◆ **SHORT TASK A**
Count the lines in the listing that contain the word "outline", and give only that number.

◆ **DOCUMENT TEXT**
⟨
# Amtrak buses break down



## Amstruck (Jul 20, 2015)

Buses connecting Bakersfield and Los Angeles often break down causing long delay and connection failures. The service is operated by contractors who are friends with Caltrans officials. Go figure! Some Amtrak trains in California are run by the state's most corrupt agency.


----------



## Bob Dylan (Jul 20, 2015)

Amstruck said:


> Buses connecting Bakersfield and Los Angeles often break down causing long delay and connection failures. The service is operated by contractors who are friends with Caltrans officials. Go figure! Some Amtrak trains in California are run by the state's most corrupt agency.


I think I'd like a Citation on this!
Generally the Thruway buses in California are excellent with guaranteed connections to trains, good equipment and pro drivers!

The outfit that replaced Amrrak to run the Trains in the Bay Area, Herzog, has an excellent reputation, and has done a good job wherever they have gotten transportation contracts.( including getting the long delayed Red Line up and running here in Austin when Veolia screwed the pooch!)

The Political thing is a whole another kettle of fish, all political deals have some corruption involved, but California deals are rather clean compared to States like Illinois,New Jersey and New York.


----------



## Swadian Hardcore (Jul 20, 2015)

He's got a point. Those Thruway buses are Van Hools and D4505s. Neither are considered particularly reliable, with the former being less reliable than the latter. But the D4505 is still a POS IMO.

Jim is right about New Jersey. NJT keeps ordering massive amounts of D4500CTs, a derivative of the D4505, even though MCI, the manufacturer, has severely dropped quality. Competitor Prevost offers a better product now, but NJT just ordered 772 D4500CTs again. Clearly, there is corruption between NJT and MCI.

That being said, MCI has somewhat improved for this order with a more efficient DD13 engine and new interior and suspension.


----------



## rickycourtney (Jul 20, 2015)

Amstruck said:


> Buses connecting Bakersfield and Los Angeles often break down causing long delay and connection failures.


Until I moved just about a year ago, I rode the Thruway Motorcoaches from Bakersfield to the LA several times a month for 4 years and never had one break down on me.
⟩
◆ **DATA IN THIS EXERCISE**
⟨
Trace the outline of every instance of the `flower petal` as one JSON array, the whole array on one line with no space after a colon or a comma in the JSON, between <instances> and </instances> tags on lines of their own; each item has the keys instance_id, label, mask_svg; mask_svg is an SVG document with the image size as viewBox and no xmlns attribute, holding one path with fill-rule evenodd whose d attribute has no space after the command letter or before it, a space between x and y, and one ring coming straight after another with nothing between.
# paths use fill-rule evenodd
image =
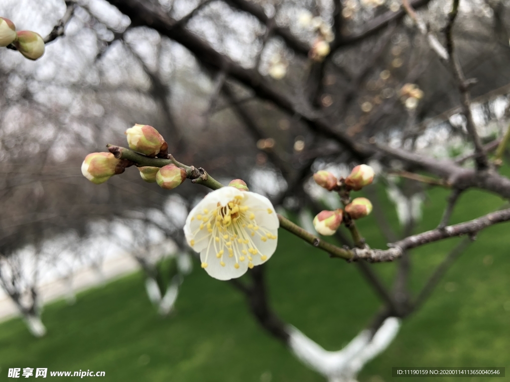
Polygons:
<instances>
[{"instance_id":1,"label":"flower petal","mask_svg":"<svg viewBox=\"0 0 510 382\"><path fill-rule=\"evenodd\" d=\"M269 200L255 193L245 192L245 194L246 195L243 205L247 206L255 214L257 224L270 230L277 229L280 226L280 222ZM271 213L269 212L270 210Z\"/></svg>"},{"instance_id":2,"label":"flower petal","mask_svg":"<svg viewBox=\"0 0 510 382\"><path fill-rule=\"evenodd\" d=\"M200 253L200 259L202 263L207 263L206 271L210 276L215 279L221 280L227 280L241 277L248 270L248 260L239 261L239 267L237 269L234 266L236 263L236 257L228 257L228 250L226 247L223 248L224 253L222 260L216 257L216 254L220 249L214 248L211 245L209 249L206 248ZM206 261L207 257L207 261ZM225 263L222 266L221 261Z\"/></svg>"},{"instance_id":3,"label":"flower petal","mask_svg":"<svg viewBox=\"0 0 510 382\"><path fill-rule=\"evenodd\" d=\"M278 235L278 230L269 230L269 232L274 236ZM258 251L257 255L251 255L251 262L254 265L259 265L261 264L266 262L271 257L273 256L274 251L276 250L276 245L278 244L277 239L268 239L265 241L263 241L261 239L261 237L258 234L251 237L255 248ZM262 256L265 256L267 258L263 260Z\"/></svg>"}]
</instances>

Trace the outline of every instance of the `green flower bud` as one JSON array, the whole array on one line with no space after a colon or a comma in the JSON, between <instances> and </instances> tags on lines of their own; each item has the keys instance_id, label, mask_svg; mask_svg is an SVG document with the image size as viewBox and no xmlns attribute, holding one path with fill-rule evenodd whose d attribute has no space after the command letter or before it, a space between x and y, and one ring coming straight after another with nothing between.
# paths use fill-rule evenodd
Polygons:
<instances>
[{"instance_id":1,"label":"green flower bud","mask_svg":"<svg viewBox=\"0 0 510 382\"><path fill-rule=\"evenodd\" d=\"M44 41L32 31L20 31L14 41L16 49L29 60L36 60L44 54Z\"/></svg>"},{"instance_id":2,"label":"green flower bud","mask_svg":"<svg viewBox=\"0 0 510 382\"><path fill-rule=\"evenodd\" d=\"M0 17L0 46L7 46L16 40L16 26L5 17Z\"/></svg>"},{"instance_id":3,"label":"green flower bud","mask_svg":"<svg viewBox=\"0 0 510 382\"><path fill-rule=\"evenodd\" d=\"M321 235L330 236L340 226L343 217L343 211L341 209L321 211L314 218L314 227Z\"/></svg>"},{"instance_id":4,"label":"green flower bud","mask_svg":"<svg viewBox=\"0 0 510 382\"><path fill-rule=\"evenodd\" d=\"M328 171L322 170L317 171L314 174L315 183L324 187L328 191L331 191L337 185L338 180L336 177Z\"/></svg>"},{"instance_id":5,"label":"green flower bud","mask_svg":"<svg viewBox=\"0 0 510 382\"><path fill-rule=\"evenodd\" d=\"M82 174L96 184L100 184L115 174L115 169L120 163L109 152L94 152L85 157L82 163Z\"/></svg>"},{"instance_id":6,"label":"green flower bud","mask_svg":"<svg viewBox=\"0 0 510 382\"><path fill-rule=\"evenodd\" d=\"M156 181L159 186L166 189L173 189L184 181L186 172L175 165L167 165L159 169L156 174Z\"/></svg>"},{"instance_id":7,"label":"green flower bud","mask_svg":"<svg viewBox=\"0 0 510 382\"><path fill-rule=\"evenodd\" d=\"M352 169L345 179L345 184L355 191L368 186L374 180L373 169L367 165L360 165Z\"/></svg>"},{"instance_id":8,"label":"green flower bud","mask_svg":"<svg viewBox=\"0 0 510 382\"><path fill-rule=\"evenodd\" d=\"M372 212L372 203L366 198L356 198L345 206L345 212L352 219L364 217Z\"/></svg>"},{"instance_id":9,"label":"green flower bud","mask_svg":"<svg viewBox=\"0 0 510 382\"><path fill-rule=\"evenodd\" d=\"M248 191L248 186L244 180L241 179L234 179L228 183L231 187L235 187L236 188L240 189L241 191Z\"/></svg>"},{"instance_id":10,"label":"green flower bud","mask_svg":"<svg viewBox=\"0 0 510 382\"><path fill-rule=\"evenodd\" d=\"M148 183L154 183L156 181L156 175L159 171L159 167L144 166L138 168L140 170L140 176L142 179Z\"/></svg>"},{"instance_id":11,"label":"green flower bud","mask_svg":"<svg viewBox=\"0 0 510 382\"><path fill-rule=\"evenodd\" d=\"M158 130L148 125L138 123L126 130L129 148L148 156L156 156L165 140Z\"/></svg>"}]
</instances>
⟩
◆ **SHORT TASK B**
In the Amtrak bus thread, which outfit replaced Amtrak to run the trains in the Bay Area?

◆ **PROBLEM SOLUTION A**
2

◆ **PROBLEM SOLUTION B**
Herzog